> **Objective**: Please arrange the lines below as a numbered list, leaving out blank lines and the pictures.

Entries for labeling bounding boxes
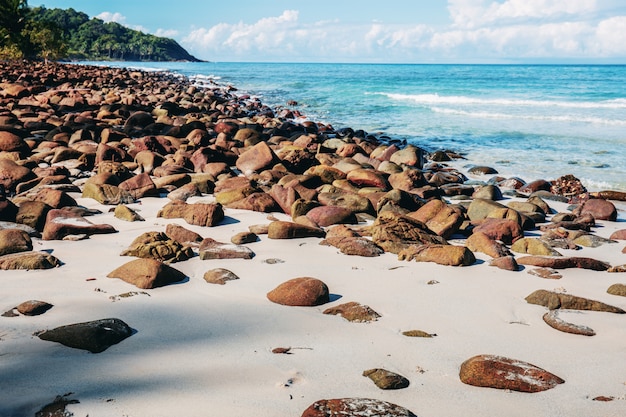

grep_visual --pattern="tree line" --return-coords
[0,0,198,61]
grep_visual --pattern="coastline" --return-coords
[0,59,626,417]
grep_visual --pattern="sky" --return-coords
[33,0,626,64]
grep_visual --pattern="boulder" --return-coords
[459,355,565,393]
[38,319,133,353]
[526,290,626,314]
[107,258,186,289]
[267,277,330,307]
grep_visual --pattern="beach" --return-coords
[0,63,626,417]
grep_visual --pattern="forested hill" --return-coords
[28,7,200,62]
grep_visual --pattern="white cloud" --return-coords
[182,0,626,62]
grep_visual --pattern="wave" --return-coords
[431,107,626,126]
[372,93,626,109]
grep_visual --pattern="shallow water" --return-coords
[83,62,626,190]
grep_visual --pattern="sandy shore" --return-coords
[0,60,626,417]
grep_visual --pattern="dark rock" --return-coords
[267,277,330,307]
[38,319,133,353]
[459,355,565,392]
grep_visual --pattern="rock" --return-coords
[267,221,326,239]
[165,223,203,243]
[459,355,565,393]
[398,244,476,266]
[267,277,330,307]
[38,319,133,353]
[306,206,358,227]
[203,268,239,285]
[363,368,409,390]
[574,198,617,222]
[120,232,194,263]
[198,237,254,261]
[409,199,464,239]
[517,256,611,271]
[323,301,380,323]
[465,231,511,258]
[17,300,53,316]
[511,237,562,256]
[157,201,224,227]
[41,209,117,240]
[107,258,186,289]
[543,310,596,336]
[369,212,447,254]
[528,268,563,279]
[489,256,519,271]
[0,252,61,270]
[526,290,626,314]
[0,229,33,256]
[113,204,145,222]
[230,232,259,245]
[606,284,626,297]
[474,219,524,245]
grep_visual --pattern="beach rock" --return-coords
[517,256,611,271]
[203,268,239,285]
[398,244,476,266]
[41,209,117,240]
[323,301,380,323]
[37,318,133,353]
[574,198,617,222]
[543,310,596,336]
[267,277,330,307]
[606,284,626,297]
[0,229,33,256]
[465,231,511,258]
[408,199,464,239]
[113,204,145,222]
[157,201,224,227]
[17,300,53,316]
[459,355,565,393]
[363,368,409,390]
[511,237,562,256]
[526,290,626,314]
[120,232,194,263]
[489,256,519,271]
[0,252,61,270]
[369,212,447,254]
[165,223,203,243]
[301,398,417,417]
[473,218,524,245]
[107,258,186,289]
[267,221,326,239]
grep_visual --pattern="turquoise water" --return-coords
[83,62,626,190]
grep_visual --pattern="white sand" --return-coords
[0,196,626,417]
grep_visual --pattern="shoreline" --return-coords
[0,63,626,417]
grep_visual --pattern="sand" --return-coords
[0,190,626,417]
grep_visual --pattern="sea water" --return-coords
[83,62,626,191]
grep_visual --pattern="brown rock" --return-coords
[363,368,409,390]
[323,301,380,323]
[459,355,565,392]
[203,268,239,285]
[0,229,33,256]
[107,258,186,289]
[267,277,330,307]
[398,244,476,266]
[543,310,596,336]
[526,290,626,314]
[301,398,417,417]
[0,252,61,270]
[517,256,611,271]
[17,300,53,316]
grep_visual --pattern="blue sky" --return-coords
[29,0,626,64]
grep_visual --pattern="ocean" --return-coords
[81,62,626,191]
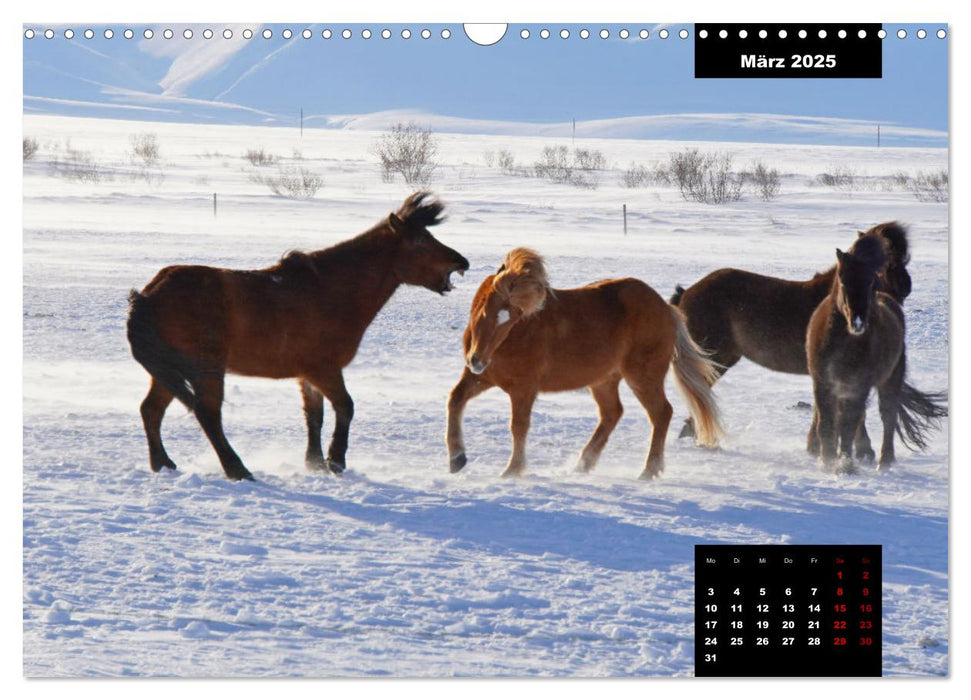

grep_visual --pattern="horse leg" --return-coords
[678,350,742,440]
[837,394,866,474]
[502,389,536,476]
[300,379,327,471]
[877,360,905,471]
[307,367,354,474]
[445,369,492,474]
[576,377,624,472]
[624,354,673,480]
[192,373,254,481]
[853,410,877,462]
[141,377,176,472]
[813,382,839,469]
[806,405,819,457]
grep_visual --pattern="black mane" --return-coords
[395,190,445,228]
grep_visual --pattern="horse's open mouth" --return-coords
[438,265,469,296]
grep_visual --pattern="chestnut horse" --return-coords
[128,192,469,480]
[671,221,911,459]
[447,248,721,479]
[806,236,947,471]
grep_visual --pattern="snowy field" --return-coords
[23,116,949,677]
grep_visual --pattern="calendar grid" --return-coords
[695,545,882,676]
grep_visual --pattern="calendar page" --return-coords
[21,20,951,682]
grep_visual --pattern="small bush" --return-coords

> **Full output**:
1. grep_visual --pattern="tree line" --return-coords
2. [0,0,198,61]
3. grep_visual --pattern="coastline" --return-coords
4. [0,59,626,417]
5. grep_visual --pattern="sky" --return-coords
6. [33,0,626,64]
7. grep_visual --pattern="boulder" --return-coords
8. [459,355,565,393]
9. [38,319,133,353]
10. [526,290,626,314]
11. [107,258,186,289]
12. [267,277,330,307]
13. grep_visual --pattern="beach" --return-coords
14. [0,63,626,417]
15. grep_visual --pattern="forested hill" --return-coords
16. [28,7,200,62]
17. grep_visual --pattern="white cloud" --return-coords
18. [182,0,626,62]
19. grep_visual --pattern="wave" --return-coords
20. [431,107,626,126]
21. [372,93,626,109]
22. grep_visual --pattern="shallow water" --return-coords
23. [83,62,626,190]
24. grep_visual --pattern="sandy shore" --return-coords
25. [0,60,626,417]
26. grep_visual --pattern="dark rock" --return-coords
27. [267,277,330,307]
28. [38,319,133,353]
29. [459,355,565,392]
30. grep_visual --pattern="rock" --return-coords
31. [267,221,326,239]
32. [165,223,203,243]
33. [459,355,565,393]
34. [398,244,476,266]
35. [267,277,330,307]
36. [38,319,133,353]
37. [306,206,358,227]
38. [203,268,239,285]
39. [363,368,409,390]
40. [574,198,617,222]
41. [120,232,194,263]
42. [198,237,254,261]
43. [409,199,464,239]
44. [517,256,611,271]
45. [323,301,380,323]
46. [465,231,511,258]
47. [17,300,53,316]
48. [511,237,562,256]
49. [157,201,224,227]
50. [41,209,117,240]
51. [107,258,186,289]
52. [543,310,596,336]
53. [369,212,447,254]
54. [528,268,563,279]
55. [489,256,519,271]
56. [0,252,61,270]
57. [526,290,626,314]
58. [0,229,33,256]
59. [113,204,145,222]
60. [230,232,259,245]
61. [606,284,626,297]
62. [474,219,524,245]
63. grep_visual --pattern="beach rock" --return-coords
64. [517,256,611,271]
65. [203,268,239,285]
66. [398,244,476,266]
67. [41,209,117,240]
68. [323,301,380,323]
69. [37,318,133,353]
70. [574,198,617,222]
71. [543,310,596,336]
72. [267,277,330,307]
73. [606,284,626,297]
74. [0,229,33,256]
75. [465,231,511,258]
76. [408,199,464,239]
77. [113,204,145,222]
78. [157,201,224,227]
79. [17,300,53,316]
80. [459,355,565,393]
81. [363,368,409,390]
82. [511,237,562,256]
83. [526,290,626,314]
84. [120,232,194,263]
85. [489,256,519,271]
86. [0,252,61,270]
87. [369,212,447,254]
88. [165,223,203,243]
89. [301,398,417,417]
90. [473,218,524,245]
91. [107,258,186,289]
92. [267,221,326,239]
93. grep_visual --pattern="turquoise water" --return-coords
94. [83,62,626,190]
95. grep_visual --pattern="white sand" --return-coords
96. [0,196,626,417]
97. grep_visual --pattern="shoreline" --return-coords
98. [0,63,626,417]
99. grep_visual --pattern="sand" --return-coords
100. [0,190,626,417]
101. grep_visual --pattern="sea water" --return-coords
102. [83,62,626,191]
103. grep_visual --pattern="brown rock" --return-coords
104. [363,368,409,390]
105. [323,301,380,323]
106. [459,355,565,392]
107. [203,268,239,285]
108. [0,229,33,256]
109. [107,258,186,289]
110. [267,277,330,307]
111. [398,244,476,266]
112. [543,310,596,336]
113. [526,290,626,314]
114. [301,398,417,417]
115. [0,252,61,270]
116. [517,256,611,271]
117. [17,300,53,316]
118. grep_visual --pattern="blue sky" --return-coords
119. [29,0,626,64]
120. grep_visual --pattern="ocean" --return-coords
121. [81,62,626,191]
122. grep_visual --pattern="horse leg" --return-coords
123. [678,350,742,440]
124. [837,394,866,474]
125. [502,389,536,476]
126. [300,379,327,471]
127. [877,360,905,471]
128. [307,367,354,474]
129. [445,369,492,474]
130. [576,377,624,472]
131. [624,354,673,480]
132. [192,373,254,481]
133. [853,410,877,462]
134. [141,377,176,472]
135. [813,382,839,469]
136. [806,405,819,457]
137. grep_visual --pattern="black mane" --return-coords
138. [395,190,445,228]
139. grep_visual --pattern="horse's open mouth" --return-coords
140. [438,265,469,296]
141. grep_visual --pattern="chestnut horse" --return-coords
142. [128,192,469,480]
143. [671,221,911,459]
144. [447,248,721,479]
145. [806,236,947,471]
146. grep_visual --pattern="snowy field" --return-coords
147. [23,116,949,677]
148. grep_visual --pattern="calendar grid" --return-coords
149. [695,545,882,676]
150. grep_visual --pattern="calendar page" --return-coords
151. [21,20,951,682]
152. grep_visual --pattern="small bush" --return-coords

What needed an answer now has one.